Image outline annotation entries

━━━

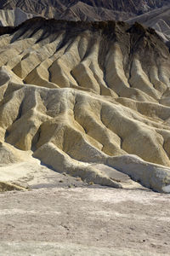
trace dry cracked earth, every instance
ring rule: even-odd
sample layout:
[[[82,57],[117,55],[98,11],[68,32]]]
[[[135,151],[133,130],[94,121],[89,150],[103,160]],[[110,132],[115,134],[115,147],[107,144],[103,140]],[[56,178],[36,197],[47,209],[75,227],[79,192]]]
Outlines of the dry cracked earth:
[[[42,18],[0,34],[0,255],[168,255],[162,38]]]

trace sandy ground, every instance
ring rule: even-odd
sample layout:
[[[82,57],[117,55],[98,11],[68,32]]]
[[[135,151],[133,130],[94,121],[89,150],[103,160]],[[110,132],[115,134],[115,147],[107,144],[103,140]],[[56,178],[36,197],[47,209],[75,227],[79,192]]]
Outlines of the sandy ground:
[[[0,194],[0,255],[169,255],[170,195],[97,186]]]

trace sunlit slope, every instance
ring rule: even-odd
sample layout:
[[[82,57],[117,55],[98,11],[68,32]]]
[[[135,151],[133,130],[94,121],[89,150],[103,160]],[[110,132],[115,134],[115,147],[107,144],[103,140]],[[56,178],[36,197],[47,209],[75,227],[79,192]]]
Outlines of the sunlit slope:
[[[60,172],[122,187],[107,166],[169,192],[170,58],[155,32],[37,18],[10,32],[0,37],[8,162],[32,150]]]

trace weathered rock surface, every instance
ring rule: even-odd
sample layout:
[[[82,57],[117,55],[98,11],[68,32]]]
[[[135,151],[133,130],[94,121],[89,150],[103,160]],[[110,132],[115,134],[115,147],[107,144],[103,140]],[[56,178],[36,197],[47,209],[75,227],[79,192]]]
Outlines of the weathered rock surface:
[[[0,32],[0,150],[9,162],[21,160],[14,148],[31,150],[87,182],[123,188],[109,166],[170,192],[170,55],[154,30],[36,18]]]
[[[20,8],[25,13],[58,20],[125,20],[168,3],[169,0],[3,0],[0,9],[10,13],[10,9]]]

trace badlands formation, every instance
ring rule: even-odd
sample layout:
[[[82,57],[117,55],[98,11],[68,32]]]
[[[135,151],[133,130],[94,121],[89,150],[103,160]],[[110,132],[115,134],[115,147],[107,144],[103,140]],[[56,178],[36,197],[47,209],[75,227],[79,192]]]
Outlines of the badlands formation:
[[[170,192],[170,55],[153,29],[33,18],[0,34],[1,182],[35,163]]]

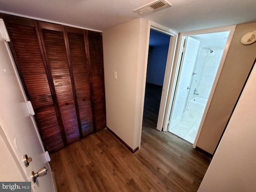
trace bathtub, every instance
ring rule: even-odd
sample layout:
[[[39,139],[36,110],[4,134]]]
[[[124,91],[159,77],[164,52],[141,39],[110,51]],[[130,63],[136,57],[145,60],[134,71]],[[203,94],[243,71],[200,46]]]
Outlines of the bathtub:
[[[201,114],[204,113],[207,99],[201,97],[195,97],[188,102],[188,110]]]

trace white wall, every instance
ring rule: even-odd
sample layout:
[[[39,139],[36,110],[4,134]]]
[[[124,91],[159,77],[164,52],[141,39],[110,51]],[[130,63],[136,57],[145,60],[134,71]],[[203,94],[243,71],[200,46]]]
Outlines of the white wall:
[[[140,144],[149,34],[143,19],[102,32],[107,126],[132,149]]]
[[[256,43],[240,42],[256,23],[238,25],[234,34],[196,146],[212,154],[255,59]]]
[[[256,82],[256,65],[198,192],[255,191]]]

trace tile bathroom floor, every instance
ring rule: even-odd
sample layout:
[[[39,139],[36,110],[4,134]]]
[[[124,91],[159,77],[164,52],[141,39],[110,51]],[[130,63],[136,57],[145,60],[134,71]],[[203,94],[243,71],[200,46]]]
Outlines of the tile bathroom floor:
[[[202,117],[202,114],[186,110],[182,114],[180,122],[169,131],[193,144]]]

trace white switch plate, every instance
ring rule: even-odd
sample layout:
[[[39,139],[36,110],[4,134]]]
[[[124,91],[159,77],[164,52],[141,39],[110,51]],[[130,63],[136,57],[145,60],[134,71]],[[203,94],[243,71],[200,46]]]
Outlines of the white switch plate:
[[[114,72],[114,79],[117,79],[117,73],[116,71]]]

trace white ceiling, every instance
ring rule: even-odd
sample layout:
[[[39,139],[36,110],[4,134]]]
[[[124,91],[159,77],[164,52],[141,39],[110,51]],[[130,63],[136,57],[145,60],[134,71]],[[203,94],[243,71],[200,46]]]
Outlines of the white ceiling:
[[[255,0],[169,0],[171,7],[142,16],[152,0],[0,0],[0,12],[103,30],[142,17],[174,31],[256,22]]]

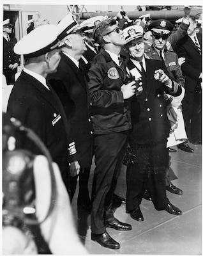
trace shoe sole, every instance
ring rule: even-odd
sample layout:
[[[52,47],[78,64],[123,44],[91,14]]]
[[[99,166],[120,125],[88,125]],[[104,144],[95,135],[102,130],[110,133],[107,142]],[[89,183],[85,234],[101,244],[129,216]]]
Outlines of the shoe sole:
[[[136,219],[135,218],[132,217],[132,216],[130,216],[130,217],[131,217],[132,219],[133,219],[133,220],[137,220],[137,221],[144,221],[144,218],[143,218],[142,220],[138,220],[138,219]]]
[[[105,227],[114,228],[119,231],[129,231],[129,230],[132,230],[132,227],[129,227],[129,228],[128,228],[128,229],[127,228],[123,229],[123,228],[116,228],[116,227],[112,227],[110,225],[105,225]]]
[[[106,246],[105,244],[102,244],[102,243],[98,242],[96,238],[94,238],[93,237],[91,237],[91,240],[93,241],[94,242],[97,242],[98,244],[100,244],[100,245],[102,245],[102,246],[103,247],[105,247],[109,249],[114,249],[114,250],[117,250],[117,249],[120,249],[121,248],[121,245],[119,244],[117,246],[117,247],[114,247],[114,246]]]
[[[167,190],[167,191],[171,193],[172,194],[176,194],[176,195],[183,195],[183,192],[182,192],[181,193],[176,193],[176,192],[174,192],[174,191],[171,191],[171,190],[170,190],[170,189],[167,189],[167,188],[166,188],[166,190]]]
[[[179,214],[176,214],[176,213],[174,213],[174,212],[168,212],[168,211],[165,210],[166,212],[169,212],[170,214],[173,214],[173,215],[177,215],[177,216],[179,216],[179,215],[182,215],[183,212],[181,212]]]

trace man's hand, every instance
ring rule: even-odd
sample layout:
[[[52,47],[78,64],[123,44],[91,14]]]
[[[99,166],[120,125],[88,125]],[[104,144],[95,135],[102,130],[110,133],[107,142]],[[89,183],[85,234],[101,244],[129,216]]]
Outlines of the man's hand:
[[[172,107],[175,107],[178,108],[180,106],[181,106],[181,102],[178,99],[176,99],[175,97],[172,99],[172,102],[170,102],[171,106]]]
[[[71,162],[69,164],[70,176],[74,177],[78,175],[80,173],[80,164],[77,161]]]
[[[178,58],[178,64],[179,66],[181,66],[185,62],[185,58],[181,57]]]
[[[172,88],[171,80],[168,76],[164,73],[162,69],[155,70],[154,77],[156,80],[158,80],[169,88]]]
[[[183,11],[184,11],[184,17],[190,17],[191,6],[190,5],[187,5],[187,6],[184,6]]]
[[[135,93],[135,81],[130,82],[127,84],[123,84],[121,90],[123,95],[123,99],[126,100],[133,96]]]

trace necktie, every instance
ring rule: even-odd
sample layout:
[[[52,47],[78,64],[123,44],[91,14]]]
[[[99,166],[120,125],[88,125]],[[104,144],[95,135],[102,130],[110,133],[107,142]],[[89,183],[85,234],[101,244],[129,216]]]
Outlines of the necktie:
[[[123,62],[122,62],[120,57],[118,57],[117,58],[118,58],[118,60],[119,61],[119,66],[121,67],[122,65]]]
[[[163,58],[162,51],[160,51],[160,57],[161,57],[161,59],[162,59],[162,61],[164,62],[164,60],[163,60]]]
[[[200,54],[202,55],[201,48],[196,36],[197,36],[196,35],[194,36],[194,43],[195,45],[197,46]]]
[[[144,70],[144,67],[143,67],[143,63],[142,63],[142,61],[140,61],[139,63],[140,63],[140,66],[141,66],[141,73],[142,73],[142,76],[144,76],[144,75],[146,74],[146,71],[145,71],[145,70]]]

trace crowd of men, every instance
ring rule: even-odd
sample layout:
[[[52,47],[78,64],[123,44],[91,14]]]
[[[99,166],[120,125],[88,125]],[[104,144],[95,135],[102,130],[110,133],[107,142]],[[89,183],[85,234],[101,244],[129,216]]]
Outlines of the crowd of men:
[[[24,36],[13,54],[24,55],[24,68],[7,109],[49,150],[70,202],[79,179],[77,203],[91,212],[91,239],[111,249],[121,246],[107,227],[132,229],[114,216],[114,200],[126,203],[139,221],[142,198],[158,211],[182,214],[166,195],[183,193],[169,174],[170,147],[192,153],[188,141],[201,144],[202,34],[195,18],[185,11],[174,32],[165,19],[123,16],[79,24],[69,13]],[[16,147],[40,154],[24,138],[17,138]],[[127,166],[125,200],[114,191],[129,147],[135,161]]]

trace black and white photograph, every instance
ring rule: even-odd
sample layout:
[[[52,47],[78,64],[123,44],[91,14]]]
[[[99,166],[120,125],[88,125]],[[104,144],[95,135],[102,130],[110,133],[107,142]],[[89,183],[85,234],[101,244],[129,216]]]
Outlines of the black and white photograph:
[[[2,0],[3,255],[202,255],[202,4],[163,3]]]

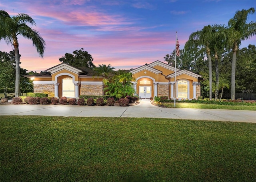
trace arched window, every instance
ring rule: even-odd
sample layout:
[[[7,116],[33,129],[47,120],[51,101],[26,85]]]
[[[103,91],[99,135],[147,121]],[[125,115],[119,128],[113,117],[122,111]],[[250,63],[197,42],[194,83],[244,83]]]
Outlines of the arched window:
[[[65,78],[62,79],[62,96],[75,97],[75,86],[72,78]]]
[[[177,82],[177,94],[179,98],[188,98],[188,82],[180,80]]]

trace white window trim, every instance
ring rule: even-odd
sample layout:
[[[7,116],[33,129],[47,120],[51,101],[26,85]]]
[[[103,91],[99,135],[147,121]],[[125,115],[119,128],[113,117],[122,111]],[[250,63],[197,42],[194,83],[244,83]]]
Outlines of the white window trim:
[[[180,79],[179,80],[176,80],[176,98],[178,98],[178,82],[180,82],[181,80],[185,80],[185,81],[186,81],[187,82],[188,82],[188,94],[187,94],[187,97],[186,98],[179,98],[179,99],[182,99],[182,98],[184,98],[184,99],[186,99],[187,98],[188,98],[188,99],[189,99],[189,93],[190,93],[190,88],[189,88],[189,84],[190,84],[190,83],[189,83],[189,81],[187,79]]]

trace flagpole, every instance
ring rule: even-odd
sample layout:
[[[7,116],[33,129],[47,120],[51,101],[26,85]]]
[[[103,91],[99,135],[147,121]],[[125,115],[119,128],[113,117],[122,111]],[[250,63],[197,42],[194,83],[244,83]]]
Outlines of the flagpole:
[[[177,32],[175,39],[175,70],[174,71],[174,108],[176,106],[176,55],[177,54]]]

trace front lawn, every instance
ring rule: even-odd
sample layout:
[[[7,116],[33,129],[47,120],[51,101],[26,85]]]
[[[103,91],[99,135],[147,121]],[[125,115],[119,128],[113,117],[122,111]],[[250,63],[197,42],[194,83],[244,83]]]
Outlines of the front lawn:
[[[0,119],[2,182],[256,180],[255,124],[150,118]]]

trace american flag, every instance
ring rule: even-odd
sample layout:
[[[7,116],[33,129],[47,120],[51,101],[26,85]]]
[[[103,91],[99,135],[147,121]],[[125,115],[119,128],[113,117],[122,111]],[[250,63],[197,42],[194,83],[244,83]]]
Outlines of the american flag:
[[[180,44],[179,43],[179,41],[178,40],[178,38],[176,40],[176,56],[179,56],[180,54]]]

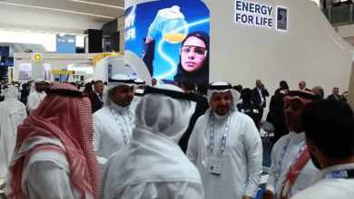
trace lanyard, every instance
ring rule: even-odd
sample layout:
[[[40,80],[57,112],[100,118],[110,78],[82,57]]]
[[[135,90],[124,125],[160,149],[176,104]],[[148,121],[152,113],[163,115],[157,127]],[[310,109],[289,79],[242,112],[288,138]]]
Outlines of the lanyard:
[[[332,179],[332,178],[353,178],[354,169],[339,169],[328,173],[322,176],[322,179]]]
[[[228,120],[225,125],[225,129],[222,135],[222,141],[220,149],[221,152],[225,149],[226,138],[228,137],[230,122],[231,120],[231,111],[229,111]],[[214,149],[214,115],[211,115],[211,149]]]
[[[37,92],[37,91],[35,91],[35,92],[37,93],[38,98],[39,98],[39,104],[41,104],[42,103],[41,96],[39,95],[39,92]]]
[[[117,113],[114,111],[114,109],[112,107],[111,104],[110,104],[110,109],[111,109],[111,112],[112,112],[112,114],[113,115],[113,117],[115,118],[115,121],[117,122],[117,124],[119,126],[119,128],[121,128],[121,132],[122,132],[122,135],[123,135],[123,139],[124,140],[124,144],[126,145],[127,138],[126,138],[124,128],[123,128],[122,123],[119,121]],[[133,129],[133,128],[134,128],[135,126],[134,126],[134,123],[133,122],[132,111],[129,109],[129,107],[126,108],[126,111],[128,112],[129,122],[131,123],[131,127],[132,127],[132,129]],[[132,137],[131,137],[131,139],[132,139]]]
[[[284,158],[284,155],[285,155],[285,152],[287,151],[287,148],[288,148],[288,146],[289,146],[289,142],[290,141],[292,137],[292,134],[290,135],[290,137],[289,137],[285,146],[284,146],[284,148],[282,149],[282,152],[280,154],[280,157],[279,158],[279,161],[278,161],[278,166],[277,166],[277,172],[275,174],[275,176],[278,178],[279,175],[280,174],[280,167],[281,167],[281,162],[282,162],[282,159]],[[288,173],[289,171],[290,170],[291,166],[295,164],[295,162],[298,160],[300,155],[301,154],[302,150],[306,147],[306,142],[304,141],[301,147],[300,148],[298,154],[295,156],[295,158],[294,160],[292,160],[292,163],[290,165],[290,166],[288,168],[288,171],[285,175],[285,178],[287,177],[288,175]],[[285,180],[284,178],[284,180]]]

━━━

Repeat the listing lines word for word, starting with the line that contains "trace shoe sole, every instance" and going on through the line that contains "Outlines of the shoe".

Written answer:
trace shoe sole, every instance
ring rule: even-odd
sample layout:
[[[52,47],[78,64],[123,44],[91,14]]]
[[[99,166],[120,125],[88,125]],[[104,144],[95,135],[102,130],[110,133],[107,142]],[[89,183],[85,234],[101,244],[129,216]]]
Outlines of the shoe sole:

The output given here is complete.